Cégep de l'Outaouais (formerly known as Collège de l'Outaouais) is the biggest public college (CEGEP) in the Outaouais region. It is located in the city of Gatineau, Quebec, Canada. In 2002, about 75% of the region's high school graduates had been admitted to the institution. As of 2012 there are over 5,000 students attending the college.

Partnership
The College of General and Vocational Education is affiliated with the ACCC, and CCAA.

Campus
The Cégep provides teaching in French and consists of two separate, sister entities. The main campus, Gabrielle-Roy, is located on Boulevard de la Cité-des-Jeunes in the Hull sector. The second campus, Felix-Leclerc, is located in the Gatineau sector on Boulevard de la Gappe. There is also a third much smaller campus called Louis-Reboul located on Boulevard Sacré-Coeur in the downtown sector.

■ **PROVIDED DATA**
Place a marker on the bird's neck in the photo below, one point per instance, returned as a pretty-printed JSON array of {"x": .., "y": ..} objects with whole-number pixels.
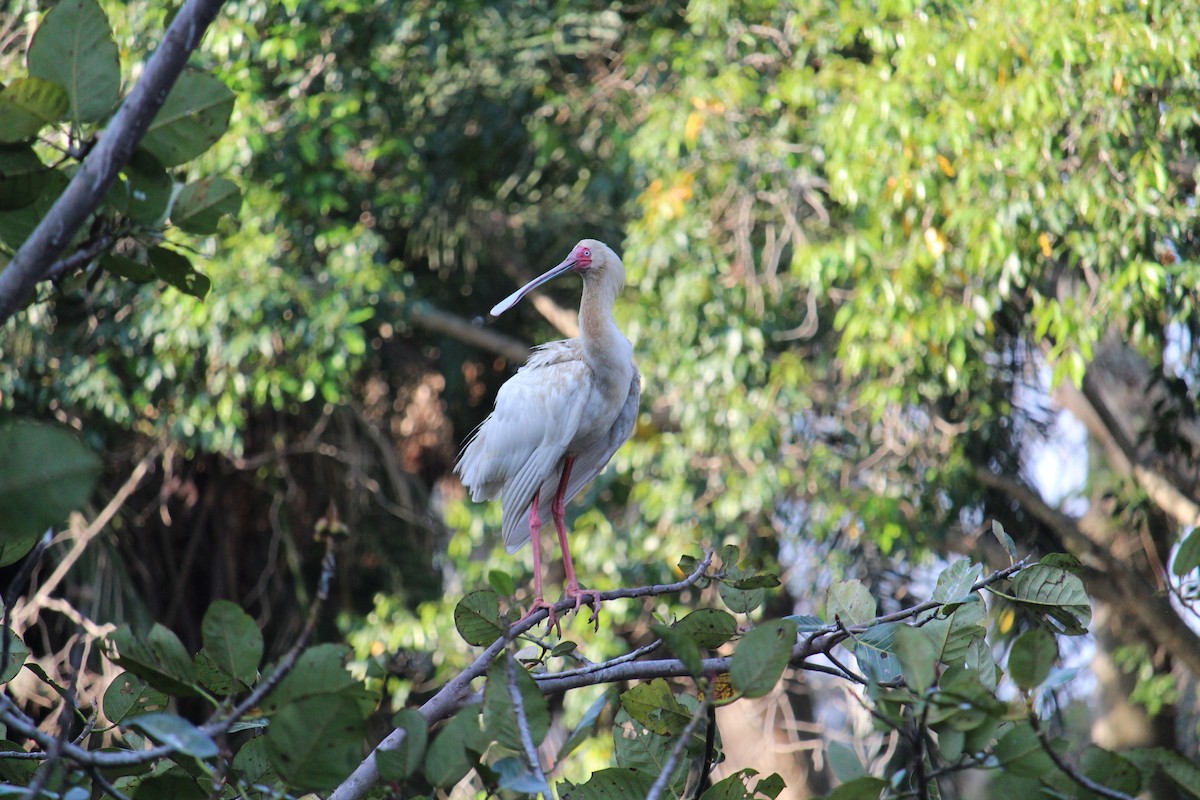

■ **WORK TO COMPLETE**
**a.** Decide whether each statement agrees with the passage on Cégep de l'Outaouais: (i) the Gabrielle-Roy campus is in the Hull sector; (ii) the Louis-Reboul campus is the largest of the three; (iii) the college was once called Collège de l'Outaouais. Answer yes or no for each and quote the deciding words.
**b.** Proceed with the passage on Cégep de l'Outaouais, picking up right after its final sentence.
The material has no connection to the passage on Cégep de l'Outaouais.

■ **RESULTS OF THE EXERCISE**
**a.**
(i) Yes: "The main campus, Gabrielle-Roy, is located on Boulevard de la Cité-des-Jeunes in the Hull sector."
(ii) No: "There is also a third much smaller campus called Louis-Reboul"
(iii) Yes: "formerly known as Collège de l'Outaouais"

**b.**
History 
The institution of what would become the CEGEP de l'Outaouais was founded in 1967 when the Quebec government under the Union Nationale with Daniel Johnson Sr. as premier, implemented a network of CEGEPs, a college educational level to replace classic courses that were abolished during the Quiet Revolution Era. During this time it incorporated several institutions that were previously under the jurisdiction of the Roman Catholic Church. It included the Institut de Technologie de Hull, the Collège classique Marguerite-D'Youville, for girls, the Collège classique Marie-Médiatrice, for boys, the École normale de Hull, the Institut familiale de Hull and finally the École des Infirmières de l'Hopital Sacré-Coeur. It was known until 1975 as the CEGEP de Hull, then as the CEGEP de l'Outaouais up until 1984, when it changed to Collège de l'Outaouais. In 2004, the name Cégep de l'Outaouais was restored.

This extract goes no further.